(Point localization data)
"""
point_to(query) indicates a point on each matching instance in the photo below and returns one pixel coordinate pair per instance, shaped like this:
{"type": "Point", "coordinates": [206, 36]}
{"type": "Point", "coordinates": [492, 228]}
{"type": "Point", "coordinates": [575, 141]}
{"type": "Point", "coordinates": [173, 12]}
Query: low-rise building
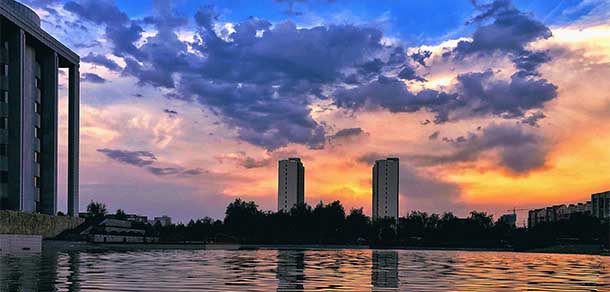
{"type": "Point", "coordinates": [557, 213]}
{"type": "Point", "coordinates": [162, 220]}
{"type": "Point", "coordinates": [509, 219]}
{"type": "Point", "coordinates": [116, 231]}
{"type": "Point", "coordinates": [600, 205]}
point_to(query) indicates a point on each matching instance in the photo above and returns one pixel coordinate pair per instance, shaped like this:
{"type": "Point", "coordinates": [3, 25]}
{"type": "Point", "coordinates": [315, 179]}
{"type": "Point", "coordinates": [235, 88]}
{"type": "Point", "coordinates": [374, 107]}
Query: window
{"type": "Point", "coordinates": [3, 176]}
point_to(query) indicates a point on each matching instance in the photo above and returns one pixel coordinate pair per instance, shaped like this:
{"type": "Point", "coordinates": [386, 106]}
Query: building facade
{"type": "Point", "coordinates": [291, 184]}
{"type": "Point", "coordinates": [30, 60]}
{"type": "Point", "coordinates": [386, 188]}
{"type": "Point", "coordinates": [600, 205]}
{"type": "Point", "coordinates": [557, 213]}
{"type": "Point", "coordinates": [509, 219]}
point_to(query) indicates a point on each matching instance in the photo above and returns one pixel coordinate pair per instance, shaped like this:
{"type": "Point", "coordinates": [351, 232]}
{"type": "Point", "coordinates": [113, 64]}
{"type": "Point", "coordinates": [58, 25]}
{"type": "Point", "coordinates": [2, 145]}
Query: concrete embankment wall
{"type": "Point", "coordinates": [12, 222]}
{"type": "Point", "coordinates": [17, 243]}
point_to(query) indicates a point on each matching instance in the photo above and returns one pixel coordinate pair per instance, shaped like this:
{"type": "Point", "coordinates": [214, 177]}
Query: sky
{"type": "Point", "coordinates": [187, 105]}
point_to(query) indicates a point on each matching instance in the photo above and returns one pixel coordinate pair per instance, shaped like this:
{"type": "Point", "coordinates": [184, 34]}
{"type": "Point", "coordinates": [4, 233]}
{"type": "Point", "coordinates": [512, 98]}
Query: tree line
{"type": "Point", "coordinates": [245, 223]}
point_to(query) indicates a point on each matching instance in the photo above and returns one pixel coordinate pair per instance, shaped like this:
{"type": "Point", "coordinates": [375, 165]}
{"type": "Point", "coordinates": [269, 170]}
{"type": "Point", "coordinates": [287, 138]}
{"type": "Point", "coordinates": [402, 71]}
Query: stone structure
{"type": "Point", "coordinates": [291, 184]}
{"type": "Point", "coordinates": [29, 61]}
{"type": "Point", "coordinates": [12, 222]}
{"type": "Point", "coordinates": [18, 243]}
{"type": "Point", "coordinates": [386, 188]}
{"type": "Point", "coordinates": [600, 205]}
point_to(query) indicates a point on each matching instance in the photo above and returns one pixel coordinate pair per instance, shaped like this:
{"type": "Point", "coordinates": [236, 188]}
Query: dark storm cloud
{"type": "Point", "coordinates": [476, 94]}
{"type": "Point", "coordinates": [533, 119]}
{"type": "Point", "coordinates": [119, 28]}
{"type": "Point", "coordinates": [137, 158]}
{"type": "Point", "coordinates": [148, 161]}
{"type": "Point", "coordinates": [348, 132]}
{"type": "Point", "coordinates": [519, 151]}
{"type": "Point", "coordinates": [420, 188]}
{"type": "Point", "coordinates": [92, 78]}
{"type": "Point", "coordinates": [262, 78]}
{"type": "Point", "coordinates": [510, 32]}
{"type": "Point", "coordinates": [101, 60]}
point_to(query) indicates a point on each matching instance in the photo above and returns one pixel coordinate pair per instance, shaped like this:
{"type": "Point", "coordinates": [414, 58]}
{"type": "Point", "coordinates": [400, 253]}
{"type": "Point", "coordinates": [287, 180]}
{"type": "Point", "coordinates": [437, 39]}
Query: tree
{"type": "Point", "coordinates": [97, 209]}
{"type": "Point", "coordinates": [242, 218]}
"""
## [WORK REQUEST]
Every entry must be transcribed exactly. Pictures do not belong in the copy.

## [ANSWER TO THIS PROBLEM]
point_to(query) indicates a point on each matching instance in the photo below and returns one pixel coordinate pair per instance, shaped like this:
{"type": "Point", "coordinates": [206, 36]}
{"type": "Point", "coordinates": [492, 228]}
{"type": "Point", "coordinates": [575, 141]}
{"type": "Point", "coordinates": [173, 12]}
Query: low-rise building
{"type": "Point", "coordinates": [557, 213]}
{"type": "Point", "coordinates": [162, 220]}
{"type": "Point", "coordinates": [509, 219]}
{"type": "Point", "coordinates": [116, 231]}
{"type": "Point", "coordinates": [600, 205]}
point_to(query) indicates a point on each matching instance in the photo above and returns one pixel coordinate pair per instance, shaped like this:
{"type": "Point", "coordinates": [3, 25]}
{"type": "Point", "coordinates": [315, 179]}
{"type": "Point", "coordinates": [235, 88]}
{"type": "Point", "coordinates": [374, 107]}
Query: window
{"type": "Point", "coordinates": [3, 176]}
point_to(query) indicates a point on each matching instance in the photo above and returns one pixel coordinate pair per instance, shaped like this:
{"type": "Point", "coordinates": [386, 106]}
Query: building facade
{"type": "Point", "coordinates": [291, 184]}
{"type": "Point", "coordinates": [30, 60]}
{"type": "Point", "coordinates": [386, 188]}
{"type": "Point", "coordinates": [600, 205]}
{"type": "Point", "coordinates": [557, 213]}
{"type": "Point", "coordinates": [509, 219]}
point_to(query) indicates a point on each matching instance in the photo above and returns one pixel coordinate pair per instance, shaped like this:
{"type": "Point", "coordinates": [351, 232]}
{"type": "Point", "coordinates": [113, 64]}
{"type": "Point", "coordinates": [58, 25]}
{"type": "Point", "coordinates": [2, 145]}
Query: concrete embankment wall
{"type": "Point", "coordinates": [12, 222]}
{"type": "Point", "coordinates": [17, 243]}
point_to(query) indicates a point on each matching instance in the photo above and returns one pixel coordinate pair per instance, shaped like this:
{"type": "Point", "coordinates": [214, 177]}
Query: sky
{"type": "Point", "coordinates": [187, 105]}
point_to(query) indicates a point on each matching instance in the photo above and returns one pixel coordinate pair per instance, shaped like this:
{"type": "Point", "coordinates": [184, 34]}
{"type": "Point", "coordinates": [4, 233]}
{"type": "Point", "coordinates": [512, 98]}
Query: tree line
{"type": "Point", "coordinates": [245, 223]}
point_to(query) indicates a point on each matching instance in the photo above and returns one pixel coordinate pair per instance, shaped like this:
{"type": "Point", "coordinates": [375, 165]}
{"type": "Point", "coordinates": [269, 170]}
{"type": "Point", "coordinates": [287, 138]}
{"type": "Point", "coordinates": [402, 71]}
Query: stone structure
{"type": "Point", "coordinates": [291, 184]}
{"type": "Point", "coordinates": [29, 61]}
{"type": "Point", "coordinates": [12, 222]}
{"type": "Point", "coordinates": [18, 243]}
{"type": "Point", "coordinates": [386, 188]}
{"type": "Point", "coordinates": [600, 205]}
point_to(query) indicates a point on each matching instance in the photo above and returns one pixel coordinate pair per instance, shaped like this:
{"type": "Point", "coordinates": [236, 188]}
Query: dark storm cloud
{"type": "Point", "coordinates": [476, 94]}
{"type": "Point", "coordinates": [533, 119]}
{"type": "Point", "coordinates": [119, 28]}
{"type": "Point", "coordinates": [137, 158]}
{"type": "Point", "coordinates": [148, 161]}
{"type": "Point", "coordinates": [348, 132]}
{"type": "Point", "coordinates": [519, 151]}
{"type": "Point", "coordinates": [420, 188]}
{"type": "Point", "coordinates": [92, 78]}
{"type": "Point", "coordinates": [262, 78]}
{"type": "Point", "coordinates": [510, 32]}
{"type": "Point", "coordinates": [101, 60]}
point_to(query) indicates a point on each matching instance in the photo above and returns one pixel coordinate pair per instance, shaped like this:
{"type": "Point", "coordinates": [414, 58]}
{"type": "Point", "coordinates": [400, 253]}
{"type": "Point", "coordinates": [287, 180]}
{"type": "Point", "coordinates": [437, 39]}
Query: tree
{"type": "Point", "coordinates": [97, 209]}
{"type": "Point", "coordinates": [242, 218]}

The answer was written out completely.